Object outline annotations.
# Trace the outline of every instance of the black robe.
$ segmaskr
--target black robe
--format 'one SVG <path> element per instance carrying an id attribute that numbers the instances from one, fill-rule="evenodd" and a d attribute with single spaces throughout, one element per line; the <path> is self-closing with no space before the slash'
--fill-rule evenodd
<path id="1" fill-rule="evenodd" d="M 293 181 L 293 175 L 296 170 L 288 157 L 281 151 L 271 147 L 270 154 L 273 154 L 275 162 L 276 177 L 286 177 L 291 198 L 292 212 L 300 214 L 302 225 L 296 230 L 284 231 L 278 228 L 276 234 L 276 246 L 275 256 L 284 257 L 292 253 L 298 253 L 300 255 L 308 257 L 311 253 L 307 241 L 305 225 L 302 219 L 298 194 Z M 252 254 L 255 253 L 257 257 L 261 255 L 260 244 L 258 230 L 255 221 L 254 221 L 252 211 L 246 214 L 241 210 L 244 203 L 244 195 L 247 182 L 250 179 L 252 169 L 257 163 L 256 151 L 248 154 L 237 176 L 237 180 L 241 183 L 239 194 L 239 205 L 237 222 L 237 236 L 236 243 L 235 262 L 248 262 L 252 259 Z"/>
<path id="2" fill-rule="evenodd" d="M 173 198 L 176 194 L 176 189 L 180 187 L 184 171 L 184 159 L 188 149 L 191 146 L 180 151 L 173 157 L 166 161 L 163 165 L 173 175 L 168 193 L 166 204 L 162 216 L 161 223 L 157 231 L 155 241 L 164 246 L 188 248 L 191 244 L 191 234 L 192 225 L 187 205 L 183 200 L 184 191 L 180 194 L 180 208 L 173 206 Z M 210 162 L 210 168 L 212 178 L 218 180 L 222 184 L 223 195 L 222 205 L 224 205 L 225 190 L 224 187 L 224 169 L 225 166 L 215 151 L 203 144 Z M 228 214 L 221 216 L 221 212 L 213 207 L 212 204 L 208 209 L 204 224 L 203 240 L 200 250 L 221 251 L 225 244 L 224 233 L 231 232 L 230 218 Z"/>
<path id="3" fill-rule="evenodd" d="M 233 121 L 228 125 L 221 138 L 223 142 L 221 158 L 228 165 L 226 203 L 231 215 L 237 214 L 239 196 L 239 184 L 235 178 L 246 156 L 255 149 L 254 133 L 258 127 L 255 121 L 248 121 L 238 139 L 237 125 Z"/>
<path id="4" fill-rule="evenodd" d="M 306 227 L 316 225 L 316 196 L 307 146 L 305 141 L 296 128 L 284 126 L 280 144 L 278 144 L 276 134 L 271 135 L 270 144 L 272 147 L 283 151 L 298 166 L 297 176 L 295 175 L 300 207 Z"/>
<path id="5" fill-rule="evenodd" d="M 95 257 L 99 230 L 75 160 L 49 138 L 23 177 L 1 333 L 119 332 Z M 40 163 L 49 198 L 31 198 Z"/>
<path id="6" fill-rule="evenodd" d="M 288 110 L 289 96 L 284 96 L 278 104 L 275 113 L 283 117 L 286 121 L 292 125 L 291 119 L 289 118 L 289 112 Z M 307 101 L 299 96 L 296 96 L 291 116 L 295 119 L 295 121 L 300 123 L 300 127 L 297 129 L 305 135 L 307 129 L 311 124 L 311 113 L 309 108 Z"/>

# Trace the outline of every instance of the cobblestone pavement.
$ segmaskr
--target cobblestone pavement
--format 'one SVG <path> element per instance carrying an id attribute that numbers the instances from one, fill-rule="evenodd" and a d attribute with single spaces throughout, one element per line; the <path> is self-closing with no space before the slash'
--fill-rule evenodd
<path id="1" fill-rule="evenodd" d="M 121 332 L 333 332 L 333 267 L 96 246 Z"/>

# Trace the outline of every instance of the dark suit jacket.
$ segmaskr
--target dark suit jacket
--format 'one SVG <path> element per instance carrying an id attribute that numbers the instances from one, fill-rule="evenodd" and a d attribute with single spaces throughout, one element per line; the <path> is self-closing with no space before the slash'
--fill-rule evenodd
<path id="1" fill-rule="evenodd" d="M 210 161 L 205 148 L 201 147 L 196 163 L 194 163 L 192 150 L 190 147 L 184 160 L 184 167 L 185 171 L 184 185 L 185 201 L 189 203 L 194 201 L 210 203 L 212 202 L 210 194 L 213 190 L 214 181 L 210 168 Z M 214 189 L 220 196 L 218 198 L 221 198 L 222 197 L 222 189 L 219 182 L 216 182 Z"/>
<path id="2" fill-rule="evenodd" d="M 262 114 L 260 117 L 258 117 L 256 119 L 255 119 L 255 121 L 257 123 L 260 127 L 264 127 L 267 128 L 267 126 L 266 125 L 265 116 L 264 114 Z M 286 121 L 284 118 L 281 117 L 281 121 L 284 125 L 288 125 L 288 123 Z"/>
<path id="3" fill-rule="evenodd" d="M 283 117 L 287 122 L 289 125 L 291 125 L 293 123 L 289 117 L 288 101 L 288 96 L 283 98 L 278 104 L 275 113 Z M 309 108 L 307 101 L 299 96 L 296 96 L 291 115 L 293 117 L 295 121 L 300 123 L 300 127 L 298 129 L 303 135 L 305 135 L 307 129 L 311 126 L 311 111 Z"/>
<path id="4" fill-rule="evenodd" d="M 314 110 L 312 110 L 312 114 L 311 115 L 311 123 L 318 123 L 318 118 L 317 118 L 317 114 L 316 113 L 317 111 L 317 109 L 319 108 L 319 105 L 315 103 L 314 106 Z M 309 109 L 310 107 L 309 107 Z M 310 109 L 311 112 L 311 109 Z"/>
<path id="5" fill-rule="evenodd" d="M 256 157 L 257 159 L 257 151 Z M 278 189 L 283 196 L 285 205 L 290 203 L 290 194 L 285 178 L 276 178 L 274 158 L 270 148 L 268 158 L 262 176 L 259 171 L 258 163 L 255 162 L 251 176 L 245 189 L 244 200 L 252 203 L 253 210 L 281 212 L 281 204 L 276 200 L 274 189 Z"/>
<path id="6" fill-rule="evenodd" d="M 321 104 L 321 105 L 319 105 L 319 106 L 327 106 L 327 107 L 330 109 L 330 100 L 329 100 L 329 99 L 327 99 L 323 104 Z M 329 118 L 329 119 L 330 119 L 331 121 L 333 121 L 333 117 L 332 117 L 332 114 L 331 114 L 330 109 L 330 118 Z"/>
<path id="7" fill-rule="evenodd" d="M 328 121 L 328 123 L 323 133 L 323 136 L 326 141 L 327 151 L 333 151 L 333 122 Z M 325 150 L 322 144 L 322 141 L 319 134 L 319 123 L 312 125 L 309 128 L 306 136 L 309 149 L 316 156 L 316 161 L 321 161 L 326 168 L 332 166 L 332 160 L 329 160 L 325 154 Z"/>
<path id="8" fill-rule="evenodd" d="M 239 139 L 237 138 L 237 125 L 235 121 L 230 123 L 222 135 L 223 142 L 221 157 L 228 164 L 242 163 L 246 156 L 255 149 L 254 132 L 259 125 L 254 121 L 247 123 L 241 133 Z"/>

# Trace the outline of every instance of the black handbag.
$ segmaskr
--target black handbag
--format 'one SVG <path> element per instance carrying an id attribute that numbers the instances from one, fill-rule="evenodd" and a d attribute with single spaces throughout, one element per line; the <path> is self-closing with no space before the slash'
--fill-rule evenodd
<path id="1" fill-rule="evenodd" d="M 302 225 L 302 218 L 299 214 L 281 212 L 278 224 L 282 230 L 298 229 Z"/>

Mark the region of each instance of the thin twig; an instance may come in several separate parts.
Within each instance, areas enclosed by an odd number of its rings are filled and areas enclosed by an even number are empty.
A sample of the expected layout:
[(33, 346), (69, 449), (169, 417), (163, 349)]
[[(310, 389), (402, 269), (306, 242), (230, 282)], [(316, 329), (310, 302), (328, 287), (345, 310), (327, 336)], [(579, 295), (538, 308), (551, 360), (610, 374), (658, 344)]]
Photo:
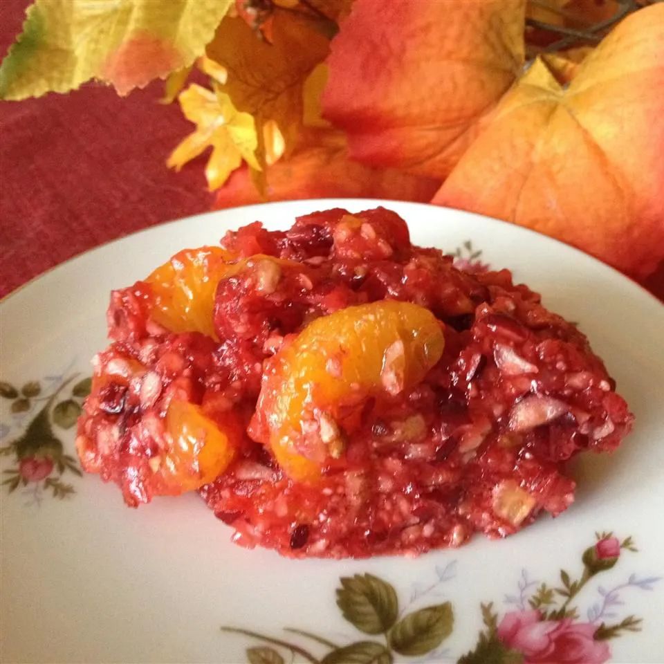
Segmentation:
[(312, 634), (311, 631), (304, 631), (304, 629), (295, 629), (293, 627), (284, 627), (284, 631), (290, 631), (293, 634), (299, 634), (300, 636), (304, 636), (306, 638), (311, 638), (312, 641), (316, 641), (320, 643), (321, 645), (326, 645), (329, 648), (339, 647), (336, 643), (333, 643), (331, 641), (329, 641), (326, 638), (323, 638), (322, 636), (317, 636), (315, 634)]
[(313, 655), (308, 650), (301, 648), (295, 643), (289, 643), (288, 641), (282, 641), (279, 638), (273, 638), (271, 636), (264, 636), (255, 631), (251, 631), (250, 629), (243, 629), (241, 627), (227, 627), (222, 626), (222, 631), (229, 631), (236, 634), (244, 634), (245, 636), (250, 636), (252, 638), (257, 638), (267, 643), (271, 643), (273, 645), (280, 645), (282, 648), (288, 648), (293, 652), (297, 652), (298, 655), (302, 655), (306, 660), (311, 662), (311, 664), (320, 664), (320, 662), (316, 659)]
[(558, 33), (559, 34), (566, 35), (564, 39), (559, 39), (557, 42), (554, 42), (548, 46), (545, 46), (542, 49), (542, 52), (545, 53), (553, 53), (554, 51), (562, 50), (563, 48), (567, 48), (578, 41), (589, 42), (593, 44), (596, 44), (601, 40), (604, 36), (604, 33), (607, 30), (612, 28), (616, 23), (622, 21), (628, 14), (631, 14), (632, 12), (639, 9), (639, 6), (636, 2), (636, 0), (618, 0), (618, 2), (620, 5), (620, 8), (613, 16), (609, 17), (604, 21), (600, 21), (594, 26), (589, 26), (587, 30), (575, 30), (574, 28), (562, 28), (560, 26), (550, 26), (548, 24), (542, 23), (541, 21), (535, 21), (539, 24), (538, 26), (535, 26), (531, 19), (528, 19), (526, 22), (528, 25), (532, 25), (533, 27), (537, 27), (542, 30), (547, 30), (552, 33)]

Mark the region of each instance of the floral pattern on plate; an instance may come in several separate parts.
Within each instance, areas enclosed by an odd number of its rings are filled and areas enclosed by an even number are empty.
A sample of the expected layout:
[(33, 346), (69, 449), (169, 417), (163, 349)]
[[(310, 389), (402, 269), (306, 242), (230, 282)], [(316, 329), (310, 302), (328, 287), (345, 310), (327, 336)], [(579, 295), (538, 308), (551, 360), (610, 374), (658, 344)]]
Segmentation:
[[(391, 664), (399, 656), (409, 662), (415, 658), (457, 664), (605, 664), (611, 658), (611, 639), (641, 629), (642, 620), (636, 616), (620, 619), (622, 593), (629, 589), (652, 590), (660, 578), (640, 578), (632, 573), (613, 588), (598, 586), (599, 600), (582, 614), (579, 596), (591, 580), (613, 569), (623, 552), (638, 551), (630, 537), (621, 541), (613, 533), (597, 533), (596, 540), (582, 554), (580, 575), (563, 569), (560, 582), (550, 584), (531, 579), (524, 570), (518, 594), (504, 598), (511, 610), (501, 611), (492, 602), (481, 605), (485, 629), (475, 647), (459, 658), (441, 649), (454, 629), (453, 602), (411, 610), (454, 578), (455, 562), (436, 567), (433, 583), (416, 584), (403, 607), (395, 588), (383, 579), (371, 574), (342, 578), (337, 605), (346, 620), (370, 637), (349, 644), (293, 628), (284, 629), (289, 636), (284, 639), (239, 627), (221, 629), (266, 644), (247, 648), (250, 664), (285, 664), (284, 651), (311, 664)], [(312, 642), (317, 644), (315, 649), (308, 645)], [(326, 652), (315, 654), (322, 648)]]
[(42, 381), (26, 382), (20, 389), (11, 382), (0, 382), (0, 396), (10, 402), (12, 420), (0, 423), (3, 443), (15, 429), (21, 432), (0, 446), (0, 456), (10, 457), (12, 461), (11, 467), (3, 470), (0, 486), (12, 493), (22, 485), (31, 499), (30, 504), (39, 504), (44, 492), (50, 492), (54, 498), (68, 497), (75, 489), (63, 481), (63, 475), (82, 474), (77, 461), (65, 453), (62, 441), (56, 435), (58, 430), (75, 425), (82, 400), (90, 391), (89, 378), (72, 386), (77, 378), (77, 374), (49, 376)]

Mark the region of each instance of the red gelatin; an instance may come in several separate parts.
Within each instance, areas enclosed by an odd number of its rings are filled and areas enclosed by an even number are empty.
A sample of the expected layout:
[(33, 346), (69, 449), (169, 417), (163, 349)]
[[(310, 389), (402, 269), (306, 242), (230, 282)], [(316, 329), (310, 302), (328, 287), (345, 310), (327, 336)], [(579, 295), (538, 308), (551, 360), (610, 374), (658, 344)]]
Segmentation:
[[(206, 284), (201, 299), (190, 286), (174, 298), (176, 331), (163, 326), (167, 282), (158, 315), (148, 281), (112, 295), (113, 342), (95, 360), (77, 447), (84, 468), (118, 483), (131, 506), (198, 488), (245, 546), (297, 557), (418, 554), (560, 513), (573, 500), (566, 462), (611, 450), (629, 431), (627, 404), (574, 325), (506, 270), (460, 271), (451, 257), (412, 245), (394, 212), (327, 210), (286, 232), (256, 223), (221, 245), (228, 266), (216, 261), (214, 274), (199, 260), (187, 279), (187, 266), (172, 264), (182, 283)], [(208, 322), (216, 338), (201, 331), (210, 279), (219, 281)], [(381, 328), (356, 344), (325, 328), (353, 312), (373, 315), (378, 305), (358, 305), (384, 300), (437, 319), (444, 349), (436, 345), (423, 369), (403, 335), (389, 342)], [(297, 368), (311, 378), (302, 417), (271, 426), (278, 367), (323, 316), (324, 362)], [(348, 379), (376, 357), (374, 387)], [(329, 387), (343, 380), (344, 391)], [(284, 465), (274, 431), (285, 436)], [(304, 466), (315, 472), (293, 472)]]

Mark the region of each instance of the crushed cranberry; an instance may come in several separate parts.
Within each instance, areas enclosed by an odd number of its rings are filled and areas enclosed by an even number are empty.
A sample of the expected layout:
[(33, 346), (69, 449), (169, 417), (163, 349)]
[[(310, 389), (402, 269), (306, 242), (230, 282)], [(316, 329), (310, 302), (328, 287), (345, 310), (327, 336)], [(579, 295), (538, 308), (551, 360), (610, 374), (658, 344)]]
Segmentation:
[[(196, 486), (233, 541), (293, 557), (417, 554), (477, 531), (515, 533), (571, 504), (568, 459), (615, 449), (631, 427), (575, 325), (508, 270), (460, 270), (452, 257), (413, 246), (394, 212), (326, 210), (286, 232), (257, 222), (227, 234), (222, 247), (234, 257), (211, 261), (221, 271), (200, 284), (190, 279), (185, 305), (168, 284), (158, 302), (149, 279), (111, 295), (113, 343), (95, 358), (77, 448), (84, 468), (118, 483), (131, 506), (178, 492), (164, 469), (179, 463), (174, 432), (188, 430), (186, 418), (173, 423), (174, 403), (194, 407), (199, 428), (223, 434), (227, 464)], [(333, 414), (326, 404), (303, 410), (295, 452), (322, 465), (315, 481), (293, 479), (257, 412), (267, 375), (313, 320), (384, 299), (432, 312), (442, 356), (414, 385), (390, 369), (381, 389), (347, 395)], [(168, 314), (160, 320), (184, 321), (184, 330), (158, 322), (158, 305)], [(400, 366), (403, 343), (385, 351)], [(321, 380), (340, 379), (347, 361), (331, 355)], [(194, 461), (183, 471), (187, 486)]]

EXERCISE REQUIREMENTS. Copy the listing from its start through the line containing "306 227 L 316", replacing "black robe" with "dark cloak" and leaving everything else unchanged.

COMPLETE ANSWER.
# Trace the outline of every instance of the dark cloak.
$ segmaskr
--target dark cloak
--format 'one SVG <path> element per instance carrying an id attribute that numbers the instances from one, fill-rule="evenodd" and a d attribute with single spaces throughout, one element per line; the <path> is self-closing with no space before the slash'
--fill-rule evenodd
<path id="1" fill-rule="evenodd" d="M 293 181 L 293 175 L 296 170 L 288 157 L 281 151 L 271 147 L 270 154 L 273 154 L 275 162 L 276 177 L 286 177 L 291 198 L 292 212 L 300 214 L 302 225 L 296 230 L 284 231 L 278 228 L 276 234 L 276 246 L 275 256 L 284 257 L 292 253 L 298 253 L 300 255 L 308 257 L 311 253 L 307 241 L 305 225 L 302 219 L 298 194 Z M 252 254 L 255 253 L 257 257 L 261 255 L 260 244 L 258 230 L 255 221 L 254 221 L 252 211 L 246 214 L 241 210 L 244 203 L 244 195 L 247 182 L 250 179 L 252 169 L 257 163 L 256 151 L 248 154 L 237 176 L 237 180 L 241 183 L 239 194 L 239 205 L 237 222 L 237 236 L 236 243 L 235 262 L 248 262 L 252 259 Z"/>
<path id="2" fill-rule="evenodd" d="M 173 198 L 176 194 L 176 189 L 180 187 L 184 171 L 184 159 L 188 149 L 191 146 L 180 151 L 173 157 L 166 161 L 163 165 L 173 175 L 168 193 L 166 204 L 162 216 L 161 223 L 157 231 L 155 241 L 164 246 L 188 248 L 191 244 L 191 234 L 192 225 L 187 205 L 183 200 L 184 191 L 180 194 L 180 208 L 173 206 Z M 210 162 L 210 168 L 212 178 L 218 180 L 222 184 L 223 195 L 222 205 L 224 205 L 225 190 L 224 187 L 224 169 L 225 166 L 215 151 L 203 144 Z M 228 214 L 221 216 L 221 212 L 213 207 L 212 204 L 208 209 L 204 224 L 203 240 L 200 250 L 221 251 L 225 244 L 224 233 L 231 232 L 230 218 Z"/>
<path id="3" fill-rule="evenodd" d="M 233 121 L 228 125 L 221 138 L 223 142 L 221 158 L 228 165 L 226 203 L 231 215 L 237 214 L 239 196 L 239 184 L 235 178 L 246 156 L 255 149 L 254 133 L 258 127 L 255 121 L 248 121 L 238 139 L 237 125 Z"/>
<path id="4" fill-rule="evenodd" d="M 306 227 L 316 225 L 316 196 L 307 146 L 305 141 L 296 128 L 284 126 L 280 144 L 278 144 L 276 134 L 271 135 L 270 144 L 272 147 L 283 151 L 298 166 L 297 176 L 295 175 L 300 207 Z"/>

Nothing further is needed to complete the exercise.